→ **REQUIRED WORK**:
1 > Translate this sentence from the blog post on the listening process below into Spanish: "No, the listening process isn't about listening - it's about conversion."
2 > List every proper name (people, bodies, and places) that appears in the blog post on the listening process below.
3 > Summarize the blog post on the listening process below in two sentences.

→ **DOCUMENT SECTION**:
▶

Thursday, May 07, 2009

Profile of the "Listening Process"

Chris Sugden has written an insightful and very important essay of yesterday's focus on the "Listening Process" at the Anglican Consultative Council now underway in Jamaica.

What exactly is the goal of the "listening process?" Is it truly about listening - if so, we had an intentional listening process for seven years in the Diocese of Virginia and it ended in deadlock.

No, the listening process isn't about listening - it's about conversion. In the case of the TEC-style "listening process" it's about political conversion - the "listening process" will continue until those who oppose the political aspirations of the progressive majority are either worn down to comply or to flee.

◀

→ **EXTRACTED DATA**:
▶

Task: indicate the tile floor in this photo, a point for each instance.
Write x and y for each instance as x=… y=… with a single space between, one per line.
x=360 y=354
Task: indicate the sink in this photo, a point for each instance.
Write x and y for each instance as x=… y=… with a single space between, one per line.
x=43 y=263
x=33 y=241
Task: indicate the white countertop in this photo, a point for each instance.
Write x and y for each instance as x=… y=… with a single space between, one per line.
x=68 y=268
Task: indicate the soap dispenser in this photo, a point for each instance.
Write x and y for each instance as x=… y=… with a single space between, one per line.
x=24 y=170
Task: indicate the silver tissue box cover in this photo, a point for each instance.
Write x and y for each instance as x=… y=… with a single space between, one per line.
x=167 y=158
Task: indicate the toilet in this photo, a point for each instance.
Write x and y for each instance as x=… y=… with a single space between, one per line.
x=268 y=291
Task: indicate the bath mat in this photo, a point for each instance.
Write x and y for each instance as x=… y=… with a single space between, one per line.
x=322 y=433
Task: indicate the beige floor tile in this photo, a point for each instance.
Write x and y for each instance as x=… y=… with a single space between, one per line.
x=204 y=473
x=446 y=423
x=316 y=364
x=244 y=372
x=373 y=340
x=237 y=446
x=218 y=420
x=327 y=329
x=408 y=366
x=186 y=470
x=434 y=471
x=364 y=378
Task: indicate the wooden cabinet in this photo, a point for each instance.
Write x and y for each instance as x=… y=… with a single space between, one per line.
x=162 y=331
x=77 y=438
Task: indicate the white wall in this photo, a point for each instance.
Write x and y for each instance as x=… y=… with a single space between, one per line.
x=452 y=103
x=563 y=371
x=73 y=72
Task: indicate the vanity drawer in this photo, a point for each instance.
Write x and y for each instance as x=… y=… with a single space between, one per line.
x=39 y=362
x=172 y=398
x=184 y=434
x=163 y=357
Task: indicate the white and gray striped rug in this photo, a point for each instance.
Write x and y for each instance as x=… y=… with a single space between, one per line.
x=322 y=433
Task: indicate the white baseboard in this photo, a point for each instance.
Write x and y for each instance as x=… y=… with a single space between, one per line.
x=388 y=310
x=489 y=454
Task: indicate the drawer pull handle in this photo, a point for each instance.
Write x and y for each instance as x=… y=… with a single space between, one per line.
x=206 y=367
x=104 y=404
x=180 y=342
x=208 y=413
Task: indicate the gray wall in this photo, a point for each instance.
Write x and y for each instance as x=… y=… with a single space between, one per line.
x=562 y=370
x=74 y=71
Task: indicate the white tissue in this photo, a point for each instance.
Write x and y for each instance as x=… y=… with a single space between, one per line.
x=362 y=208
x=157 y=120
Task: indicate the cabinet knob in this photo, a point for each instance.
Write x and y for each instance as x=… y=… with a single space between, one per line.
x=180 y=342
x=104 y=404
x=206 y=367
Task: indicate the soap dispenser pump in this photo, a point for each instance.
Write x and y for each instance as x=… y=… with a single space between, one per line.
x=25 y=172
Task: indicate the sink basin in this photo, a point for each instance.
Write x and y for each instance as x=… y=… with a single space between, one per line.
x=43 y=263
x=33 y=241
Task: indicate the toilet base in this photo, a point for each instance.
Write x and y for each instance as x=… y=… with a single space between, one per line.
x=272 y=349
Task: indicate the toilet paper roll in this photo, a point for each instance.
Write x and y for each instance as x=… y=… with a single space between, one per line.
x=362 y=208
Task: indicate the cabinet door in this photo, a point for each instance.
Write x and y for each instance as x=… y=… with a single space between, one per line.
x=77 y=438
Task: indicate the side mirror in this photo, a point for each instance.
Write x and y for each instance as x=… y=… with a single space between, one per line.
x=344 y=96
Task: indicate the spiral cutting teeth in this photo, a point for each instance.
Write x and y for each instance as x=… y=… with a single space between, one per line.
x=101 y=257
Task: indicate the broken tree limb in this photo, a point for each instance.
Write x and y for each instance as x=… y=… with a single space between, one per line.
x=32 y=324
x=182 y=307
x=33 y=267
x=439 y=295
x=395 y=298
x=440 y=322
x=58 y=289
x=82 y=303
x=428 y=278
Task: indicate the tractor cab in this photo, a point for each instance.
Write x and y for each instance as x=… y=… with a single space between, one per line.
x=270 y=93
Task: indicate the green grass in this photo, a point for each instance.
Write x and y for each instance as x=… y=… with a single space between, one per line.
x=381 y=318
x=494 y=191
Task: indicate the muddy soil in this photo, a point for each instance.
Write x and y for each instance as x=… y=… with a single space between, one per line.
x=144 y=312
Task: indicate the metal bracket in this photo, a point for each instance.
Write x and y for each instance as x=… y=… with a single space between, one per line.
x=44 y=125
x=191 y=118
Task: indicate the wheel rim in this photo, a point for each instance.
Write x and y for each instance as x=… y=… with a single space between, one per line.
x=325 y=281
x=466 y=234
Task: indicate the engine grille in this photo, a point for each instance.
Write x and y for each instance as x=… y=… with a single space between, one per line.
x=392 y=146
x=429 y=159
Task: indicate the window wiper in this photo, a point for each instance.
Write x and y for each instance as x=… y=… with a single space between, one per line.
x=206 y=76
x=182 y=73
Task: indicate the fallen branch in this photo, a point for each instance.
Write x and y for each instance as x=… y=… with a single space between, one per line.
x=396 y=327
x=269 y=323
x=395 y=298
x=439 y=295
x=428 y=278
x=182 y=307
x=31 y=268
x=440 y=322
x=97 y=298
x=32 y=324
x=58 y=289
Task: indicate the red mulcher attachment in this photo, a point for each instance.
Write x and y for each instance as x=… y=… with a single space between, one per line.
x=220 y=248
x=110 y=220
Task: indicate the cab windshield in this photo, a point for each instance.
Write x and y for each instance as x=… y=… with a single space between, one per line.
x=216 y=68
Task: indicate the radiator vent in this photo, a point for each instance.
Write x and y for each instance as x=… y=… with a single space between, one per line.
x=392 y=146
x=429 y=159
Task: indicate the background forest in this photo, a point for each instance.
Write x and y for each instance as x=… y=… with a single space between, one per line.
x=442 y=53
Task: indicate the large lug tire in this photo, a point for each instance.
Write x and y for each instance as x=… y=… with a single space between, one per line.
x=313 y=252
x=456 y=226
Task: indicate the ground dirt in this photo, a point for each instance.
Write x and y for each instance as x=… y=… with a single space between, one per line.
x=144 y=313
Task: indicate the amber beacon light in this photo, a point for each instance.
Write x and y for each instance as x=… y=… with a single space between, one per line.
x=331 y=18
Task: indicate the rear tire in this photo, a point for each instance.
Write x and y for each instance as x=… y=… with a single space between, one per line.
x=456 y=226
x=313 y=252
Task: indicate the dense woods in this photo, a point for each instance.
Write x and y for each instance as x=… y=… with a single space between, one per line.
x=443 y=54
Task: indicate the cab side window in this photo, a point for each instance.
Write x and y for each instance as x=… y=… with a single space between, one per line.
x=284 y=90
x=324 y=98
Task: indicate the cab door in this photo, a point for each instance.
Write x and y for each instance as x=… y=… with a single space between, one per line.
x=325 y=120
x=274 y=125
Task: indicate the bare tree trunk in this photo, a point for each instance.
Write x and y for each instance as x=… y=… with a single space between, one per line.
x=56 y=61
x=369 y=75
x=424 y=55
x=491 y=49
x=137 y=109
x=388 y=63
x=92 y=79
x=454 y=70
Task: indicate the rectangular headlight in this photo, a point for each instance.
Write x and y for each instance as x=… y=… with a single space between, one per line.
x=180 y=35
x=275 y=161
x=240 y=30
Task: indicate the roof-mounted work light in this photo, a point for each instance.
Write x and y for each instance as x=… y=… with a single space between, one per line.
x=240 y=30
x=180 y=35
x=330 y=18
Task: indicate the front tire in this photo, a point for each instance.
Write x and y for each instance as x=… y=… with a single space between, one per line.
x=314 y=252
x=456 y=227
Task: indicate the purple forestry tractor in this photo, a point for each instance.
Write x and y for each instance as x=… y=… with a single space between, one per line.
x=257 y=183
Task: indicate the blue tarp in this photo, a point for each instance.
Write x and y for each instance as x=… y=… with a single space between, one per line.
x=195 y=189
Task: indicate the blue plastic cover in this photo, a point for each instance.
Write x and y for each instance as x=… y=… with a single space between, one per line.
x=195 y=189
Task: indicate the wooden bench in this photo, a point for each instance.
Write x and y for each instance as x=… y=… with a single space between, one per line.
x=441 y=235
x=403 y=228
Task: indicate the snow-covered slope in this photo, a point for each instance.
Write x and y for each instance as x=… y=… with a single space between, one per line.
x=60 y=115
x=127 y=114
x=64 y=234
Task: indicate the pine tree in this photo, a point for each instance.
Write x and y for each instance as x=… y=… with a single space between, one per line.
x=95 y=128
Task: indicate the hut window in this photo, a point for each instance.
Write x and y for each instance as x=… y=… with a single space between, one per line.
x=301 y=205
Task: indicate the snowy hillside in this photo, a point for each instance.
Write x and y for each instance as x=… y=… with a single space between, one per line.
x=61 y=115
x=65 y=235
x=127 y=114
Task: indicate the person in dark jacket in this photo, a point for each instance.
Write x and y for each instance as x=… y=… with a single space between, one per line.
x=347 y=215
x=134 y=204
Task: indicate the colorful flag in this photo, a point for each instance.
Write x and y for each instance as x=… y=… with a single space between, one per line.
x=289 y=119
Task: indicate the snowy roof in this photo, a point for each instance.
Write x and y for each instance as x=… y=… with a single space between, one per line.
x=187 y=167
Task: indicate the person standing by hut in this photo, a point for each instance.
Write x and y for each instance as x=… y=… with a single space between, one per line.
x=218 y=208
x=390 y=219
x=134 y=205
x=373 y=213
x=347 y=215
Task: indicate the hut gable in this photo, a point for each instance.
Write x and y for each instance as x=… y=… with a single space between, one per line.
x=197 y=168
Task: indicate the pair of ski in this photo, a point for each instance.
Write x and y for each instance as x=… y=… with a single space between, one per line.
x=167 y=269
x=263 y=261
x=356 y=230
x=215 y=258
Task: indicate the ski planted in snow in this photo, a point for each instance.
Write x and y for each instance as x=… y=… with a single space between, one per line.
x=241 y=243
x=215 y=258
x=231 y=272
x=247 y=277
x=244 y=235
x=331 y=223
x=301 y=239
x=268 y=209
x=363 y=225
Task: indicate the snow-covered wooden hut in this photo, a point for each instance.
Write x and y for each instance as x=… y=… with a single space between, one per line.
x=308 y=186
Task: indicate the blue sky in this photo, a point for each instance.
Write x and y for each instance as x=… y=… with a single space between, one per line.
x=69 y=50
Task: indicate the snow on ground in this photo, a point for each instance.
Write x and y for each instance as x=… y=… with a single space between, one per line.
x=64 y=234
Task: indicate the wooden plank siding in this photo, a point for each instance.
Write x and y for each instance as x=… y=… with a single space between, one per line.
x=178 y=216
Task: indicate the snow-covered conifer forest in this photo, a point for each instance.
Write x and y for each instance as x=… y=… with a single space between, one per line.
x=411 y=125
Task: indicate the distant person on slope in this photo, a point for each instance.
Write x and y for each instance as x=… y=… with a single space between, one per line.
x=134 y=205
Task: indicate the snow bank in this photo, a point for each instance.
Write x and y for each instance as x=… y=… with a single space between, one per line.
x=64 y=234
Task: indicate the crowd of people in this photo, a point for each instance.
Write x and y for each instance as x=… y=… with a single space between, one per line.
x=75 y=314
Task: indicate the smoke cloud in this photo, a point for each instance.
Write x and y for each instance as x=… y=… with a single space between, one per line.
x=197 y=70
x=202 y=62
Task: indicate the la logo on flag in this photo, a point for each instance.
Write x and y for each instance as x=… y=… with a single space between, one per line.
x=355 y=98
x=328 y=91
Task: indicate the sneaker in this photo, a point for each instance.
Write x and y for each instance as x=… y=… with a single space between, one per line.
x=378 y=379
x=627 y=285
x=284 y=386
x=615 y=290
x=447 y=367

◀

→ **ANSWERS TO EACH TASK**:
1 > No, el proceso de escucha no trata de escuchar; trata de conversión.

2 >
- Chris Sugden
- Anglican Consultative Council
- Jamaica
- Diocese of Virginia
- TEC

3 > Chris Sugden has written an essay on the focus on the "Listening Process" at the Anglican Consultative Council meeting underway in Jamaica. The writer argues that the process is about conversion rather than listening, in TEC's case a political conversion that will continue until opponents comply or flee, and notes that a seven-year listening process in the Diocese of Virginia ended in deadlock.